▶ _Work order_
This exercise calls for an exact transcription. Set down every record below.
╭─ Source data
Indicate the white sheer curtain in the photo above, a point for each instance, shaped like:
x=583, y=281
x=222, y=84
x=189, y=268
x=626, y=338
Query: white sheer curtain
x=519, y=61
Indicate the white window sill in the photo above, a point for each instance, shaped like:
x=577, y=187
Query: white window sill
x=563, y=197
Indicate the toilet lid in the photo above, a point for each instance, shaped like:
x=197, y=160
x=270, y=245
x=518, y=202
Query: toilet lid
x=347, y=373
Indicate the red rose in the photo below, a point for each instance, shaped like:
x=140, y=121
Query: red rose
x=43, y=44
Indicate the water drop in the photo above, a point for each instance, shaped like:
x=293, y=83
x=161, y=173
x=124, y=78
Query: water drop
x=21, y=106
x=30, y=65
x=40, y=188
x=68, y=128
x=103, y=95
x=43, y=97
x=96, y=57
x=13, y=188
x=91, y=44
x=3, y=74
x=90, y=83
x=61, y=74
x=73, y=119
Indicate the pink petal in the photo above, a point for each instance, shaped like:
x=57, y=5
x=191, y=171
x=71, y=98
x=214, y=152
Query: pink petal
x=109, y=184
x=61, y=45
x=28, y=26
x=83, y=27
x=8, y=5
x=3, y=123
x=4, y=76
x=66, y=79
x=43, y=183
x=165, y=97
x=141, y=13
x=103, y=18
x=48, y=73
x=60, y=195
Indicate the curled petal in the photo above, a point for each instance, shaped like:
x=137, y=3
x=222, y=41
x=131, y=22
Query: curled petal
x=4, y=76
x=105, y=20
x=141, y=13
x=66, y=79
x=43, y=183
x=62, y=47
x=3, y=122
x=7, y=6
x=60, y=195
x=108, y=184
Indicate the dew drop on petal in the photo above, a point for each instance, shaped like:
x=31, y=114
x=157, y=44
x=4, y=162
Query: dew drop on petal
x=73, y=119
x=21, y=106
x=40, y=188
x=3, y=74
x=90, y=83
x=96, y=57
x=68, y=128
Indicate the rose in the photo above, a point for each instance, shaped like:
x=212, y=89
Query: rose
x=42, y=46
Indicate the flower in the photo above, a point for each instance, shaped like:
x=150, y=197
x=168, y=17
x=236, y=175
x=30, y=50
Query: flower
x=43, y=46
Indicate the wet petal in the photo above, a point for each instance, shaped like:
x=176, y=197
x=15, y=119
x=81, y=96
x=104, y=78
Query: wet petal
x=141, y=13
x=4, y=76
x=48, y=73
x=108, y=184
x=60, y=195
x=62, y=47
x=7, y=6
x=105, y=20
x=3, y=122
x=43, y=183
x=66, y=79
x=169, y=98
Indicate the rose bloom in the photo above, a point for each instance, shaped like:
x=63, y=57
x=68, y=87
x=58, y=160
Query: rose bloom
╰─
▶ _Response for this exercise_
Indicate the white sheer curtain in the photo above, a point for each instance, shaped like:
x=583, y=281
x=222, y=84
x=189, y=268
x=626, y=338
Query: white sheer curtain
x=519, y=61
Indicate the white window sill in the photo above, a point for each instance, shaped like:
x=577, y=187
Query: white window sill
x=563, y=197
Indicate the toilet lid in the photo above, a point for each instance, shaped like:
x=197, y=160
x=270, y=245
x=518, y=202
Query: toilet lid
x=347, y=373
Indicate the red rose in the photo below, a point for each instance, shaped like:
x=140, y=121
Query: red rose
x=43, y=44
Indicate the water drop in the photo above, a point for each instance, shaped like:
x=293, y=83
x=161, y=173
x=124, y=78
Query: water drop
x=21, y=106
x=30, y=65
x=40, y=188
x=68, y=128
x=103, y=95
x=43, y=97
x=96, y=57
x=13, y=188
x=91, y=44
x=3, y=74
x=90, y=83
x=61, y=74
x=73, y=119
Indicate the pink petal in the photo above, a point for each instance, shaped like:
x=57, y=5
x=191, y=171
x=71, y=98
x=214, y=152
Query: pink petal
x=109, y=184
x=61, y=45
x=28, y=26
x=83, y=27
x=8, y=5
x=3, y=123
x=4, y=76
x=66, y=79
x=43, y=183
x=165, y=97
x=141, y=13
x=103, y=18
x=48, y=73
x=60, y=195
Indicate the curled petal in the photo above, a point for each instance, shaped like:
x=137, y=3
x=222, y=41
x=131, y=22
Query: curled petal
x=4, y=76
x=105, y=20
x=141, y=13
x=66, y=79
x=43, y=183
x=62, y=47
x=3, y=122
x=7, y=6
x=60, y=195
x=108, y=184
Indicate the dew drop on petal in the photo above, a point for each instance, shaped like:
x=31, y=114
x=157, y=44
x=4, y=162
Query: dew drop on petal
x=73, y=119
x=21, y=106
x=40, y=188
x=3, y=74
x=90, y=83
x=96, y=57
x=68, y=128
Indicate the rose in the photo above, a point for each instance, shaped like:
x=212, y=89
Query: rose
x=42, y=46
Indicate the flower in the photo above, a point for each instance, shaped like:
x=150, y=197
x=168, y=17
x=236, y=175
x=30, y=50
Query: flower
x=43, y=46
Indicate the wet petal in the photo above, a point for each instance, shaped like:
x=176, y=197
x=15, y=119
x=81, y=96
x=104, y=78
Query: wet petal
x=141, y=13
x=4, y=76
x=48, y=73
x=108, y=184
x=60, y=195
x=62, y=47
x=7, y=6
x=105, y=20
x=3, y=122
x=43, y=183
x=66, y=79
x=169, y=98
Indicate the rose bloom in the photo above, a point for each instance, shaped like:
x=63, y=57
x=68, y=87
x=58, y=160
Query: rose bloom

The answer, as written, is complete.